Task to carry out: Below are the entries to work from; restate word for word the portion that opens with the line containing "Need: one point per instance of the side" and closes with the line containing "Target: pine tree", keeping both.

Items from a dataset:
########

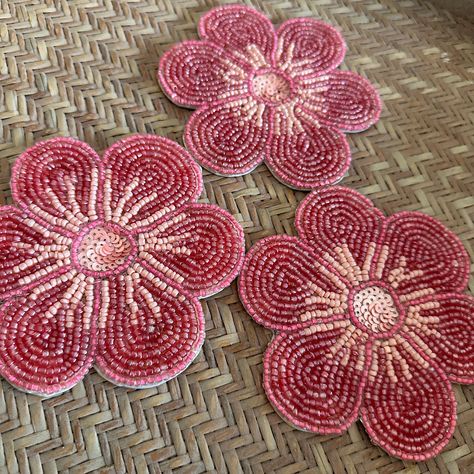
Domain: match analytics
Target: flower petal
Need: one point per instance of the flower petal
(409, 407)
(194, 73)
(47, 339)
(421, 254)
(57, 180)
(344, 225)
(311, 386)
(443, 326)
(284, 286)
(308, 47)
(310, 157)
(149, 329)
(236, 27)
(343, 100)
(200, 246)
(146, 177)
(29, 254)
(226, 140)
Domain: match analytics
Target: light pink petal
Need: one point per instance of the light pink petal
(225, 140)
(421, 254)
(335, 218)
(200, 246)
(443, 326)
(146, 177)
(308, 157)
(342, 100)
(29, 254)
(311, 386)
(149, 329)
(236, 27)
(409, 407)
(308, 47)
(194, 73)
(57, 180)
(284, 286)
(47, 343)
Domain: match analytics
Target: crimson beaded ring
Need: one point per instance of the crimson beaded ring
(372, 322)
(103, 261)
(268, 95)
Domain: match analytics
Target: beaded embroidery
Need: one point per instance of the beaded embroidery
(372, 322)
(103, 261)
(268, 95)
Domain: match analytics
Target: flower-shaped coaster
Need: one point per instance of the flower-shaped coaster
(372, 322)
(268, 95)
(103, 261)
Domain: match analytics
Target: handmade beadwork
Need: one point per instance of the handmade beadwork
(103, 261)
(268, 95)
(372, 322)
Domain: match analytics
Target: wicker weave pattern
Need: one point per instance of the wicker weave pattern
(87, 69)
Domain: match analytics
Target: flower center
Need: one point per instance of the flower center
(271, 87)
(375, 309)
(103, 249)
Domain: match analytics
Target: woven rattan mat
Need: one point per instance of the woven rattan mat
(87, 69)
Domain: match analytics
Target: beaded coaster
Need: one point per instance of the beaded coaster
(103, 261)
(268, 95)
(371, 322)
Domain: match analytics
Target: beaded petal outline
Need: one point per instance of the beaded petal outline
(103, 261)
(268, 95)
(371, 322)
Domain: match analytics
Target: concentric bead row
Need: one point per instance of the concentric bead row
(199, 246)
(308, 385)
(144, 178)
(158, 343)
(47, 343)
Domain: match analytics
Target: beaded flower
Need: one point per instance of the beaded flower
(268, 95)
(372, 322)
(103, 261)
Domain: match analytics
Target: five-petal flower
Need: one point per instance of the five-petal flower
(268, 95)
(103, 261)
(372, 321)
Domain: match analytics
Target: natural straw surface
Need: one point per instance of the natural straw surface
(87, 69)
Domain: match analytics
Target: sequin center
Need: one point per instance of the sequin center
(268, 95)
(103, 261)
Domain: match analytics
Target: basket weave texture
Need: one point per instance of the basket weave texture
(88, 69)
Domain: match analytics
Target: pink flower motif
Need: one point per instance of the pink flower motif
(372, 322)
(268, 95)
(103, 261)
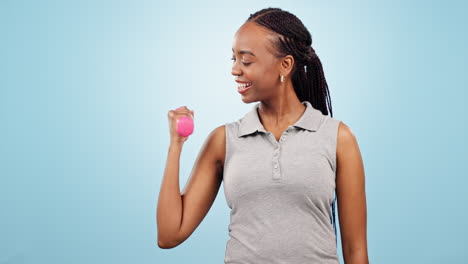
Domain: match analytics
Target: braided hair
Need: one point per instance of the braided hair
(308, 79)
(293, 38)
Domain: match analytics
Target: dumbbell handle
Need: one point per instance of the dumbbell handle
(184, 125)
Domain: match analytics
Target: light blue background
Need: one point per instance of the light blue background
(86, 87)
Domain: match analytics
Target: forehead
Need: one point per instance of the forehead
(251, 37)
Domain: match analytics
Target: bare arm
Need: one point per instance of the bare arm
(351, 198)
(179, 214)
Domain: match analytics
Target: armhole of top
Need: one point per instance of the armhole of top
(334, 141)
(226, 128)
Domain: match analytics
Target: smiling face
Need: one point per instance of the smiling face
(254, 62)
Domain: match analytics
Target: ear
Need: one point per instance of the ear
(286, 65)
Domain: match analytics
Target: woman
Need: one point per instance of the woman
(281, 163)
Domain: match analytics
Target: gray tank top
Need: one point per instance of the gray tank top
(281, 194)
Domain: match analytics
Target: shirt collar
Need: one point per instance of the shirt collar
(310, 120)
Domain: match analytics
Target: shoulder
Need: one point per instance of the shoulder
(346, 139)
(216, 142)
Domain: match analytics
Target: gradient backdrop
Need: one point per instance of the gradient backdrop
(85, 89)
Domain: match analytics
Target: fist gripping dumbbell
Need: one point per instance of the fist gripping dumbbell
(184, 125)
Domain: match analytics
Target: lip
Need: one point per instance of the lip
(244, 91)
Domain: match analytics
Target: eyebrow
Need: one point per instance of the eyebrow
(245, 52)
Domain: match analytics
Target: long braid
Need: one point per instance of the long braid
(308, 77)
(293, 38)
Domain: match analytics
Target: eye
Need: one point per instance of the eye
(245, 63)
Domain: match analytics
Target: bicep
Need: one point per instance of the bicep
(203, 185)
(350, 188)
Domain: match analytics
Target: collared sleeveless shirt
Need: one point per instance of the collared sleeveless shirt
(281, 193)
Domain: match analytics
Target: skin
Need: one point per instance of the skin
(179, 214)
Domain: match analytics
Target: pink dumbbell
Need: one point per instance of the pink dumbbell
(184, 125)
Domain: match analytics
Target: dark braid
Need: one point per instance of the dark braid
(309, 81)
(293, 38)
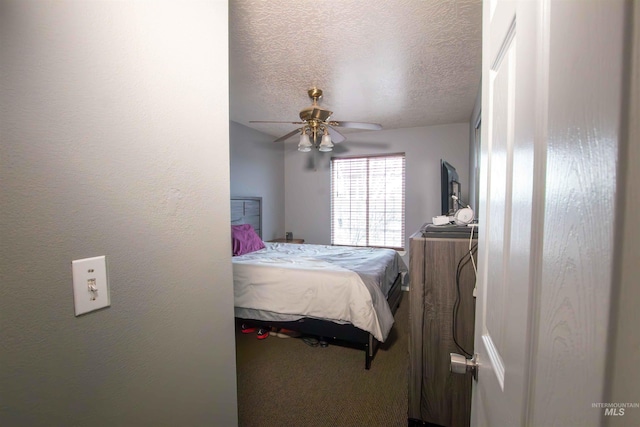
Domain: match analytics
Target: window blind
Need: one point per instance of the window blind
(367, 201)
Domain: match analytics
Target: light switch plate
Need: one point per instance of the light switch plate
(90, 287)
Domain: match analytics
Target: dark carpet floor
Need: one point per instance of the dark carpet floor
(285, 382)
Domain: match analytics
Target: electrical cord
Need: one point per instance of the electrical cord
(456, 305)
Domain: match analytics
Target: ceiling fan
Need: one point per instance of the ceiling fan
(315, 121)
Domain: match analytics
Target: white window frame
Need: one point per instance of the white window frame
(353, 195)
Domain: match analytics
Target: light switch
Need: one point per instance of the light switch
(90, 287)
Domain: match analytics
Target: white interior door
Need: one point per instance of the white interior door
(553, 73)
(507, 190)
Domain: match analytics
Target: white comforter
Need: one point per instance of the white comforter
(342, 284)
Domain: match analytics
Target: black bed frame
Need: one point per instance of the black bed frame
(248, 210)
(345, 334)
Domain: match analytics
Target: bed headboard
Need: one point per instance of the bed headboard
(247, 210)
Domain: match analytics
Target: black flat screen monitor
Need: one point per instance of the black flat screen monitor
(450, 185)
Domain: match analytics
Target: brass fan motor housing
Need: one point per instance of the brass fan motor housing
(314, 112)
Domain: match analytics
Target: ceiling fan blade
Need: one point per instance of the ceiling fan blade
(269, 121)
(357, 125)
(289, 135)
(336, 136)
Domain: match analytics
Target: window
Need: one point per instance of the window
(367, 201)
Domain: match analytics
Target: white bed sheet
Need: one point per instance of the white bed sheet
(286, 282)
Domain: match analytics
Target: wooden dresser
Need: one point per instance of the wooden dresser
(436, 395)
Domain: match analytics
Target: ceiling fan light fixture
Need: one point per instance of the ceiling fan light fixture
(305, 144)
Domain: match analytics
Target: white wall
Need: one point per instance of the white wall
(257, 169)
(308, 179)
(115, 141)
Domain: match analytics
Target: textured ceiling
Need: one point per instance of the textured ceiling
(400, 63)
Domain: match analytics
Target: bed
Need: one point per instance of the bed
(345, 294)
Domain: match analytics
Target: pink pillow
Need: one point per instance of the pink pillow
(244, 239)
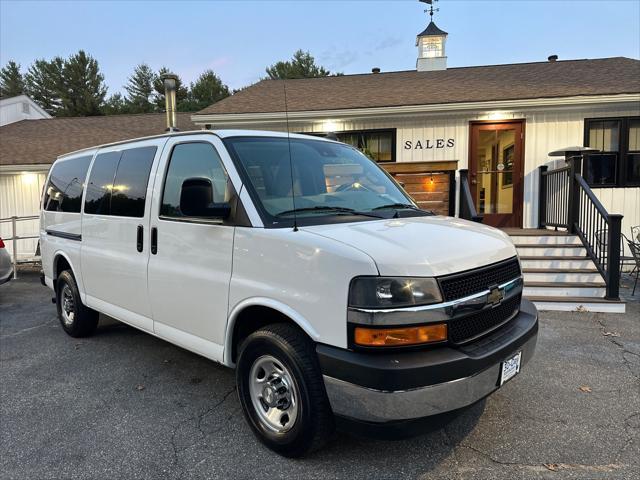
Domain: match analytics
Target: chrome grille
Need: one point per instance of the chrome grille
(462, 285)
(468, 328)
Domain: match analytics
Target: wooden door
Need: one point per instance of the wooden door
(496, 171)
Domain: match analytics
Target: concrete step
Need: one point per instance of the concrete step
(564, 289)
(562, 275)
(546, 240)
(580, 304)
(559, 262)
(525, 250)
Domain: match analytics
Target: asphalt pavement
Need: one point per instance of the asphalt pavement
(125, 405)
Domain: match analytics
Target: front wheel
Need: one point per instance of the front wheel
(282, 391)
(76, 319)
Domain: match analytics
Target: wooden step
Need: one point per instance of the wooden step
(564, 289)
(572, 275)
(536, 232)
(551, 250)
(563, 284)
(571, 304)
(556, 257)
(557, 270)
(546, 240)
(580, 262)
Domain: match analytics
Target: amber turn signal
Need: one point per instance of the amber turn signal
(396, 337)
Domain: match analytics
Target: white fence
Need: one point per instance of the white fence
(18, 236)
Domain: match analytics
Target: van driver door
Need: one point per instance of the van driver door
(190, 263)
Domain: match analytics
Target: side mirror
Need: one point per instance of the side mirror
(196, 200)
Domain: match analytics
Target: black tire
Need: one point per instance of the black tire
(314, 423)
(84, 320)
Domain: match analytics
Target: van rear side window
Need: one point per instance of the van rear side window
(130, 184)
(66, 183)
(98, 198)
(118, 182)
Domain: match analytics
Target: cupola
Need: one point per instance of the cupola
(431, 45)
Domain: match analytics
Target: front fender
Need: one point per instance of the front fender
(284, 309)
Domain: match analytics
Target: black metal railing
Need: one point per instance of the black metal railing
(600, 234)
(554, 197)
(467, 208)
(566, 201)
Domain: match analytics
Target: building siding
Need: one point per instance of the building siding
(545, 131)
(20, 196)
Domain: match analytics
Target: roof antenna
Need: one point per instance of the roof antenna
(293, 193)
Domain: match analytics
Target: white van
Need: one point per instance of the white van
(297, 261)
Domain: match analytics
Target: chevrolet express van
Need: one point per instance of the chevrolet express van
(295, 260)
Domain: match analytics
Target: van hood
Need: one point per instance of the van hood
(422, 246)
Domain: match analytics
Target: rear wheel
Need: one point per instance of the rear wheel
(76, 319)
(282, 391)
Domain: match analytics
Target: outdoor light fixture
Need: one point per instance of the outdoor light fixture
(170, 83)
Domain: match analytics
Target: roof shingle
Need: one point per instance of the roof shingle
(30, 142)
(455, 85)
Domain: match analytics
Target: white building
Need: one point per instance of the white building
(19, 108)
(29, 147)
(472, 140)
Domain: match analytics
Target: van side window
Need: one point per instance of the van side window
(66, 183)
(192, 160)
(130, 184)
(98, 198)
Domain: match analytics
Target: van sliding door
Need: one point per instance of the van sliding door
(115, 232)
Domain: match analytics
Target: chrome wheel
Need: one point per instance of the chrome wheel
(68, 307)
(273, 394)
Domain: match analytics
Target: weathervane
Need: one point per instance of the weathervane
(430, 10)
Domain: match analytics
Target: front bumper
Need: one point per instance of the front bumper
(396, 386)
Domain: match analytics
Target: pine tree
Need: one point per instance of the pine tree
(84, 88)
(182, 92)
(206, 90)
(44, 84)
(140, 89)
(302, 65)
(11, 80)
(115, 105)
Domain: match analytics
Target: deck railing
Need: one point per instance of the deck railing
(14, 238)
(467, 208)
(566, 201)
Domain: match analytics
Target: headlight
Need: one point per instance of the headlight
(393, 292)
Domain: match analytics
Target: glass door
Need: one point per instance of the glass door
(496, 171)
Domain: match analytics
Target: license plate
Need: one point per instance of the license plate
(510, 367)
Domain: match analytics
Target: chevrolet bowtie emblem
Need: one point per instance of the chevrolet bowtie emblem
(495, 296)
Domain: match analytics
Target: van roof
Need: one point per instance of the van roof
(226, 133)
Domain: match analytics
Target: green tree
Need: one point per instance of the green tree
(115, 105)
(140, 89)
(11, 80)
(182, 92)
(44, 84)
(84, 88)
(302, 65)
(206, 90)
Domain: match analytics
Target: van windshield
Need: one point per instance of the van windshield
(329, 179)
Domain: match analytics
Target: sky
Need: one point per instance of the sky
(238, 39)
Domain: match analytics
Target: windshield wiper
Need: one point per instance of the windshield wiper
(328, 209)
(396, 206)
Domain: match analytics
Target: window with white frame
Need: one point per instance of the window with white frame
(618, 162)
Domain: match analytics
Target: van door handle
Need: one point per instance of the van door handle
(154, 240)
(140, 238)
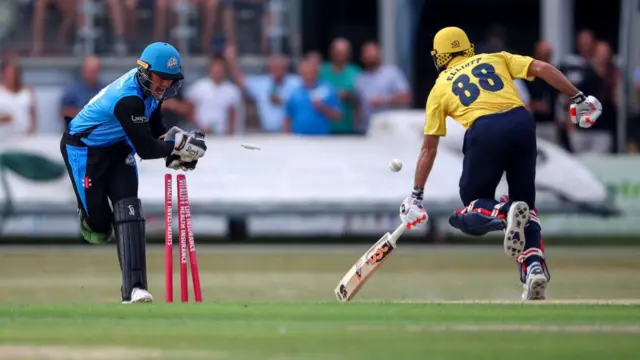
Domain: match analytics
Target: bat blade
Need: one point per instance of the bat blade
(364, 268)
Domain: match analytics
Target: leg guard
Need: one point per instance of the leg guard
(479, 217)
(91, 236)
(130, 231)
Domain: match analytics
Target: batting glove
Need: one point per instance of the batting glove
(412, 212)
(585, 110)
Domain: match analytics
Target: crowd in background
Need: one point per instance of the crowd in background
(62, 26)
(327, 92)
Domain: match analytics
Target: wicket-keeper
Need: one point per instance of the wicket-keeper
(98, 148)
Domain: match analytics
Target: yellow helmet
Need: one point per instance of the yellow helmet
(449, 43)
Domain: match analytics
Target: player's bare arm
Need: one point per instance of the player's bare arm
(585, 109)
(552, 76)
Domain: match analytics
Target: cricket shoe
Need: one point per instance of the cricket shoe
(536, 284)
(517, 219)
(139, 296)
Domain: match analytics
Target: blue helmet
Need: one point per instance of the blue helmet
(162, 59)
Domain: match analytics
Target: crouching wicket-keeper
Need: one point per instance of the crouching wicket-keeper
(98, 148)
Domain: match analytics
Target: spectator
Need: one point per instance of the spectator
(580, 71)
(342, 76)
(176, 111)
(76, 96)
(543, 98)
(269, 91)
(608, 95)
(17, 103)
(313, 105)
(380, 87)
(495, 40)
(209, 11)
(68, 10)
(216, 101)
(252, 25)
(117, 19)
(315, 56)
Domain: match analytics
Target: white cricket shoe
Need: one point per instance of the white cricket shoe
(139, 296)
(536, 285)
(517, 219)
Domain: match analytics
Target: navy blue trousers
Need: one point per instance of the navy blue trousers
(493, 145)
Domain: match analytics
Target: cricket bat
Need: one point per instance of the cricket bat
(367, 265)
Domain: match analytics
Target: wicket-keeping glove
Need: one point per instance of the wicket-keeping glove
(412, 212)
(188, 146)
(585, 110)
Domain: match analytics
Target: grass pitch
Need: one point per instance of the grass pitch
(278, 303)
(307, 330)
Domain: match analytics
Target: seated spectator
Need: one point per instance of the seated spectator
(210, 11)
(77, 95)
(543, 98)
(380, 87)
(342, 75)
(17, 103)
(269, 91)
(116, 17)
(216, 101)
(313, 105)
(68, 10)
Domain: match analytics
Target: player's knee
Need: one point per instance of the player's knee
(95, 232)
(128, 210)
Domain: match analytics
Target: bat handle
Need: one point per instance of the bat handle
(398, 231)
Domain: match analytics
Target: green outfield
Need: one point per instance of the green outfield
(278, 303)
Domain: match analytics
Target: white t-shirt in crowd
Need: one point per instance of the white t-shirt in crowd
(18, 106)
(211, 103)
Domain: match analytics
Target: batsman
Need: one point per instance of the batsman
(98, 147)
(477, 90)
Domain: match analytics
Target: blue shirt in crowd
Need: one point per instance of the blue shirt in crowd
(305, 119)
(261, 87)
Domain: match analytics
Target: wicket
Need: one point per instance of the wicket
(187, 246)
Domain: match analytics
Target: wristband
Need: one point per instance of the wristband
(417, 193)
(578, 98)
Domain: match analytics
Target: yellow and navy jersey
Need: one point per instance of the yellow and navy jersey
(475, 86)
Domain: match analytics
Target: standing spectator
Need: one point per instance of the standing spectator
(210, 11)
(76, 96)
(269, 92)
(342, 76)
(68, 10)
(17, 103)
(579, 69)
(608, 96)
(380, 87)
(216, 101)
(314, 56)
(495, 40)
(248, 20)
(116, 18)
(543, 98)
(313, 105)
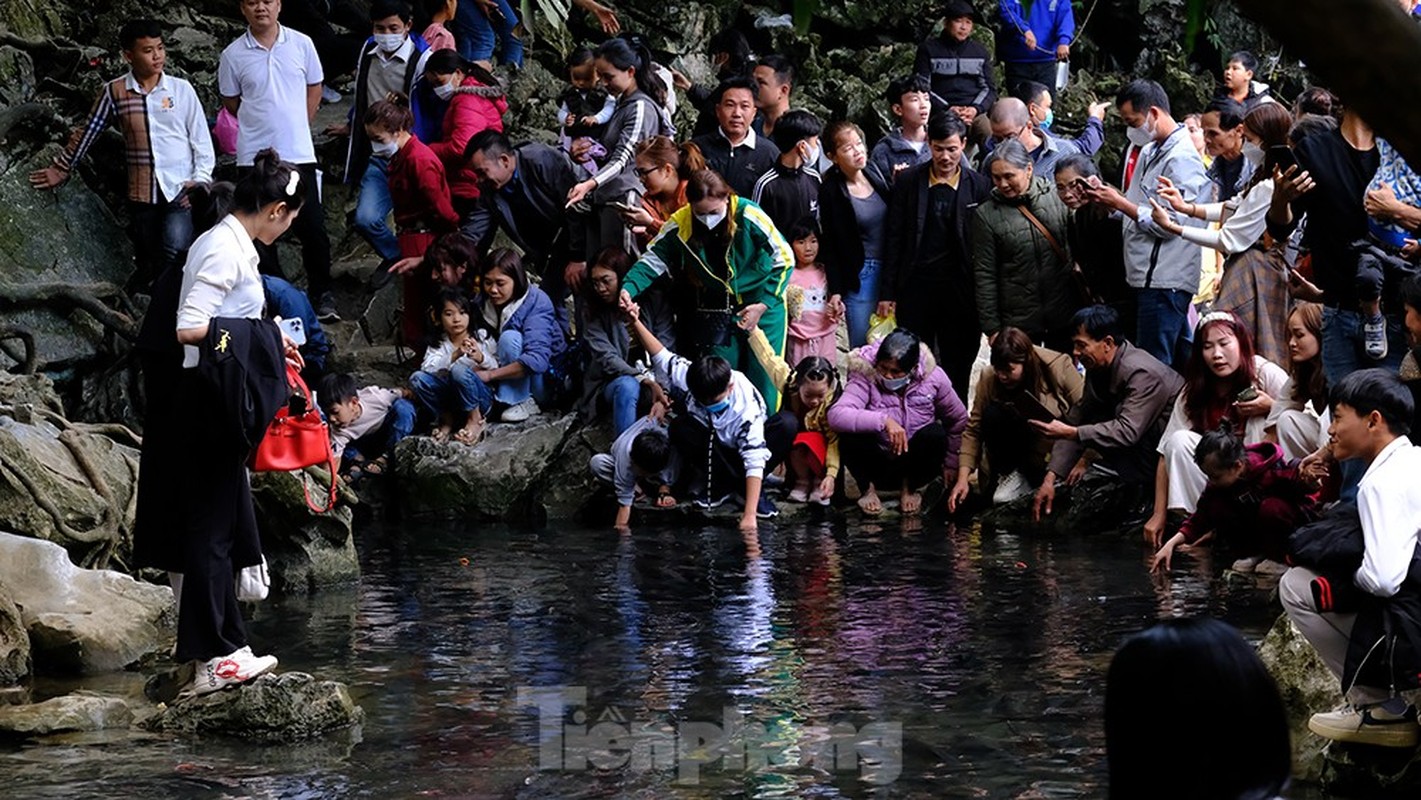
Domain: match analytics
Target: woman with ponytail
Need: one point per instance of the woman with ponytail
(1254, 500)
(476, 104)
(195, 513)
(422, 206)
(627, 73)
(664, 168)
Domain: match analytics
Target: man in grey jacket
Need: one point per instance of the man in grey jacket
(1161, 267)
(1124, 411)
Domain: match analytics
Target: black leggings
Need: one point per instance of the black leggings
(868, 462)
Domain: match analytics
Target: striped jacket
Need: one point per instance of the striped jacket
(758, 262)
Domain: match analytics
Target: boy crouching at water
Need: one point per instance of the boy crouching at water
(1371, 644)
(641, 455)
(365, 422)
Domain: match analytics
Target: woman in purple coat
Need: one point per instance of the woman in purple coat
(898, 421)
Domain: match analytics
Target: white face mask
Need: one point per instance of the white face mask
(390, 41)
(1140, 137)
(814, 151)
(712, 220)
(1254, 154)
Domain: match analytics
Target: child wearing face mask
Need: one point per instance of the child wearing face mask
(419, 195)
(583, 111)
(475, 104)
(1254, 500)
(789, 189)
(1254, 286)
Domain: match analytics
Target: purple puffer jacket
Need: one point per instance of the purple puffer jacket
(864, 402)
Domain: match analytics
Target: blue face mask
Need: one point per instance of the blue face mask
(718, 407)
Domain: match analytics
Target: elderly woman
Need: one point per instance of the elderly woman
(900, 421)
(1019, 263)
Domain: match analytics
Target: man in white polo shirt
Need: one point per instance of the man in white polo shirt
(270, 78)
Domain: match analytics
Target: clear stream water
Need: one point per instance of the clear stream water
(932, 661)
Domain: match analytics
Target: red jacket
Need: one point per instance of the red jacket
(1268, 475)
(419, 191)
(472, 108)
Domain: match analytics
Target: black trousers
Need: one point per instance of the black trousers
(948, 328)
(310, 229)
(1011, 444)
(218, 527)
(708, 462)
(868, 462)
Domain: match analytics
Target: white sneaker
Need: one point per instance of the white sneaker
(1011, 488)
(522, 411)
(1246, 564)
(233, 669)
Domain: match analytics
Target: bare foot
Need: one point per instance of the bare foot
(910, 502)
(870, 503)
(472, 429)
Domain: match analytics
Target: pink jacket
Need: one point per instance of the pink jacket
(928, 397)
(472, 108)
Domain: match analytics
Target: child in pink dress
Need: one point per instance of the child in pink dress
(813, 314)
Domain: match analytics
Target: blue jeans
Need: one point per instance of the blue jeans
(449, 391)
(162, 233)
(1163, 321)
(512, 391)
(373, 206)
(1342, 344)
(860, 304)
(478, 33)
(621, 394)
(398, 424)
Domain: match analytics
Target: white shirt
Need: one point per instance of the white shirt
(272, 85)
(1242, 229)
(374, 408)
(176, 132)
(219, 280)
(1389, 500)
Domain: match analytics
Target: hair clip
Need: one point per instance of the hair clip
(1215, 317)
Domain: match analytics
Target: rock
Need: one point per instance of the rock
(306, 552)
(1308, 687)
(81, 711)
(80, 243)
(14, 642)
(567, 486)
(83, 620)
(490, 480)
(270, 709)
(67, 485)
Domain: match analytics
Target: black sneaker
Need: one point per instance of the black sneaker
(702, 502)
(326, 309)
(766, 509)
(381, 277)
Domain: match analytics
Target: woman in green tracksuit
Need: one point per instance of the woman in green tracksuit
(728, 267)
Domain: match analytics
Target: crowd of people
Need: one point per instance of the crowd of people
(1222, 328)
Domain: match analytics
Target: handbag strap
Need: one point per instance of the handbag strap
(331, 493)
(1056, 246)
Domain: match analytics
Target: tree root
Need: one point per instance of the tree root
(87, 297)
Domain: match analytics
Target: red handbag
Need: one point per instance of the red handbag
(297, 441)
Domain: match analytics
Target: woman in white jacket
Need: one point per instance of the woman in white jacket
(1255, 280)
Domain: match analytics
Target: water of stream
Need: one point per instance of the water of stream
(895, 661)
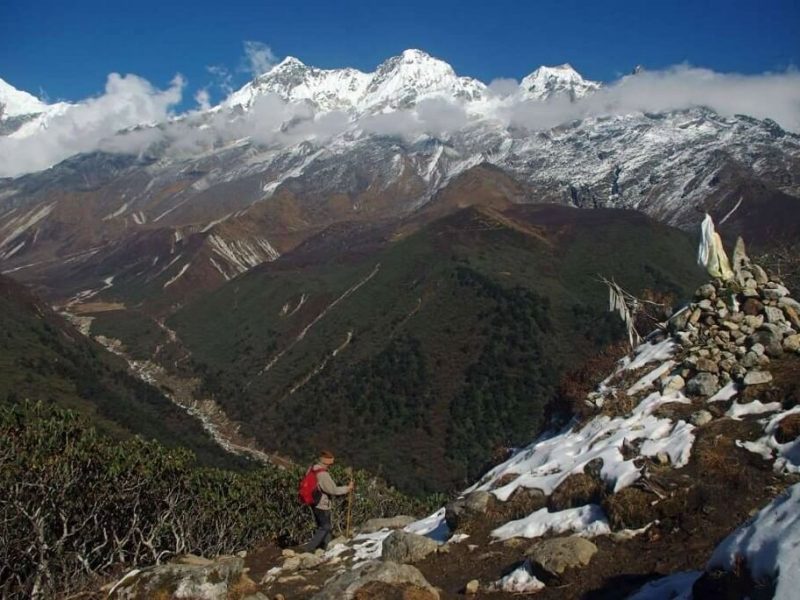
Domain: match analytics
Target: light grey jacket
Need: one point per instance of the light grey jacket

########

Task response:
Need: one point per instance of the side mirror
(196, 200)
Domain: match analytics
Target: black tire
Need: one point per instance of the black tire
(314, 423)
(84, 320)
Domain: match analytics
Target: van rear side window
Need: one point per instance of the van rear side window
(130, 184)
(66, 183)
(98, 198)
(118, 182)
Domain: match analytics
Target: cupola
Need: one point per instance of the cupola
(431, 45)
Domain: match analytics
Target: front fender
Need: one point per instance of the front fender
(284, 309)
Domain: match analytics
Target: black metal railing
Need: one point per instance of the black metal railing
(600, 234)
(554, 197)
(467, 208)
(566, 201)
Domain: match analytics
Target: building siding
Need: one point per instance of the building siding
(545, 131)
(20, 196)
Domain: match analytics
Target: roof antenna
Need: one point per instance of the roof antenna
(293, 193)
Domain: match analytics
Target: white van
Need: one point per instance of the white van
(297, 261)
Domain: match analytics
Target: chevrolet express van
Need: one point per instance of the chevrolet express van
(295, 260)
Domain: match analytics
Target: van hood
Need: one point per instance of the van hood
(422, 246)
Domain: match analytics
Target: rear wheel
Need: one point per instance of the rear wheel
(76, 319)
(282, 391)
Domain: match analytics
Target: outdoor light fixture
Need: one point per instance of the outdoor light fixture
(170, 83)
Domain: match analytics
Target: roof shingle
Need: one point per instance of the roof shingle
(30, 142)
(455, 85)
Domain: match analytics
Target: white building
Need: one point per instance of the white building
(19, 108)
(29, 147)
(472, 140)
Domain: match analytics
Target: van side window
Need: one point per instance of the van side window
(66, 183)
(192, 160)
(130, 184)
(98, 198)
Domain: match analytics
Target: van sliding door
Need: one point per instance of the van sliding door
(115, 232)
Domain: match analytics
Target: chrome wheel
Need: one point per instance of the chrome wheel
(68, 307)
(273, 394)
Domain: match analytics
Target: weathervane
Need: one point per instance of the weathervane
(430, 10)
Domain: match analytics
Target: front bumper
Need: one point per instance of the front bumper
(396, 386)
Domain: match analytics
Target: pine tree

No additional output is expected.